§ **Exercise**
Lay out every line of the entries below as a JSON list of strings, one string per line and omitting blank lines. Leave the pictures out of the answer.

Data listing
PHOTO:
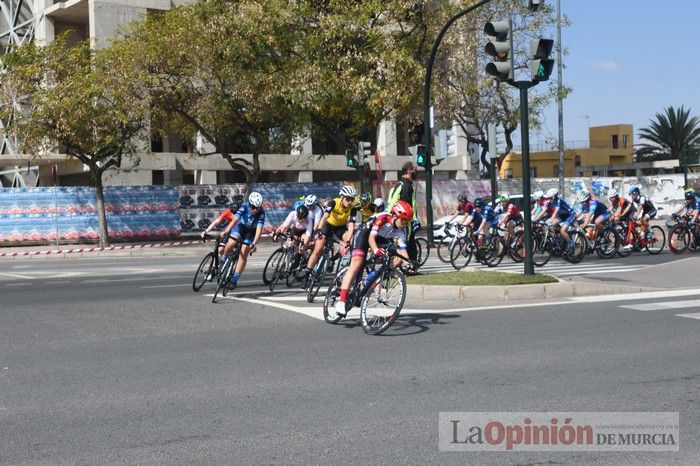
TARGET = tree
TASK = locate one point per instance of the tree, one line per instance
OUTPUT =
(669, 135)
(224, 71)
(78, 100)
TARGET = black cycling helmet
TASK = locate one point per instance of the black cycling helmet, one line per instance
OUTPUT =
(302, 212)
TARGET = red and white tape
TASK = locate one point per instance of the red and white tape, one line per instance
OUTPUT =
(98, 249)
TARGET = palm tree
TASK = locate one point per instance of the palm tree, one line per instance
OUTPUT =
(669, 135)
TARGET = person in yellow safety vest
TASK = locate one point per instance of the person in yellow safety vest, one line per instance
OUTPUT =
(404, 190)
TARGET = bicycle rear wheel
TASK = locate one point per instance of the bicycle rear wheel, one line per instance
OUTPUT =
(204, 271)
(461, 253)
(656, 244)
(383, 302)
(679, 239)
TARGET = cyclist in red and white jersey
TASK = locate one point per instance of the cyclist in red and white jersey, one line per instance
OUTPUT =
(386, 228)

§ **Written response**
[
  "PHOTO:",
  "TARGET = tree",
  "TASK = locate one point per instance of the tree, one line per instance",
  "OUTPUT =",
  "(669, 135)",
  "(224, 71)",
  "(78, 100)",
  "TARGET = black cycling helmet",
  "TASK = locate one point per instance of the black cycling helmet, one line per instance",
  "OUTPUT =",
  "(302, 212)",
  "TARGET = red and white tape",
  "TASK = locate one point per instance of the red and white tape, one line per instance",
  "OUTPUT =",
  "(98, 249)",
  "TARGET = palm tree",
  "TASK = locate one point per instance of the palm tree, one line per instance",
  "OUTPUT =",
  "(669, 135)",
  "TARGET = person in yellow safety vest",
  "TASK = locate one point per instance of the person in yellow safety vest, one line per instance",
  "OUTPUT =",
  "(404, 190)",
  "TARGET = bicycle rear wheel",
  "TASK = locate one point per instance of the bicycle rear wheel, one line per instance",
  "OUTPUT =",
  "(204, 271)",
  "(461, 253)",
  "(656, 244)",
  "(383, 302)",
  "(679, 239)",
  "TARGET = cyclist in red and white jersey",
  "TASK = locate one point per instance of the cyclist in red and white jersey, one line per instance",
  "OUTPUT =",
  "(386, 228)"
]